#### What to do:
Could you copy exactly the line that contains "of the pointed" and every line after it to the end of the records, and nothing more?

#### Material for this exercise:
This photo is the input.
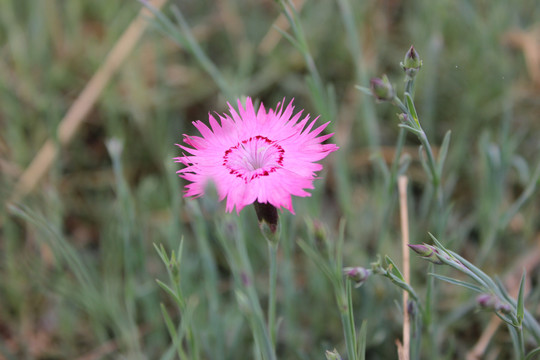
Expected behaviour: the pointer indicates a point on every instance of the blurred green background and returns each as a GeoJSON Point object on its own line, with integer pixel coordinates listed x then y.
{"type": "Point", "coordinates": [77, 263]}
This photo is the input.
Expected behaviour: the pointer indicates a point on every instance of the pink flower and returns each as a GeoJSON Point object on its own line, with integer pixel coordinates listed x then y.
{"type": "Point", "coordinates": [264, 156]}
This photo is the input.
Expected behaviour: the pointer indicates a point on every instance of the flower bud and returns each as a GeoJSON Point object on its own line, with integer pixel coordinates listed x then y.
{"type": "Point", "coordinates": [268, 220]}
{"type": "Point", "coordinates": [382, 89]}
{"type": "Point", "coordinates": [332, 355]}
{"type": "Point", "coordinates": [492, 302]}
{"type": "Point", "coordinates": [412, 62]}
{"type": "Point", "coordinates": [427, 252]}
{"type": "Point", "coordinates": [357, 274]}
{"type": "Point", "coordinates": [403, 118]}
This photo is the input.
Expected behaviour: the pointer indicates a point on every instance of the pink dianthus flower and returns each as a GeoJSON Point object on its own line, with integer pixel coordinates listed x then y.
{"type": "Point", "coordinates": [253, 156]}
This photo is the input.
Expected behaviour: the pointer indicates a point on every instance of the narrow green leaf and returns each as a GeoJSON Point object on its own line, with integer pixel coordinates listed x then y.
{"type": "Point", "coordinates": [458, 282]}
{"type": "Point", "coordinates": [394, 269]}
{"type": "Point", "coordinates": [177, 340]}
{"type": "Point", "coordinates": [362, 336]}
{"type": "Point", "coordinates": [520, 300]}
{"type": "Point", "coordinates": [411, 129]}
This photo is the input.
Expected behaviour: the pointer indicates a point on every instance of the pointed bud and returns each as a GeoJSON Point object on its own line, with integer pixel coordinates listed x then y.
{"type": "Point", "coordinates": [332, 355]}
{"type": "Point", "coordinates": [357, 274]}
{"type": "Point", "coordinates": [427, 252]}
{"type": "Point", "coordinates": [412, 62]}
{"type": "Point", "coordinates": [268, 220]}
{"type": "Point", "coordinates": [382, 89]}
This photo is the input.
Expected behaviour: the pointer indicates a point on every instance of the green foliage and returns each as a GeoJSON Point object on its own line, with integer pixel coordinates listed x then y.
{"type": "Point", "coordinates": [78, 267]}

#### Solved exercise:
Expected behaviour: the pointer indicates a point on every instance of the pointed bud and returns each as a GeoJSON Point object on its own line, with integer pixel coordinates listed x then y.
{"type": "Point", "coordinates": [332, 355]}
{"type": "Point", "coordinates": [357, 274]}
{"type": "Point", "coordinates": [427, 252]}
{"type": "Point", "coordinates": [412, 62]}
{"type": "Point", "coordinates": [268, 220]}
{"type": "Point", "coordinates": [382, 89]}
This photo is the input.
Expected behaviour: the pointer indicates a point on every instance of the green foliage and returns each as a GeoJSON Point object on its own line, with integer pixel coordinates listed x then y.
{"type": "Point", "coordinates": [78, 267]}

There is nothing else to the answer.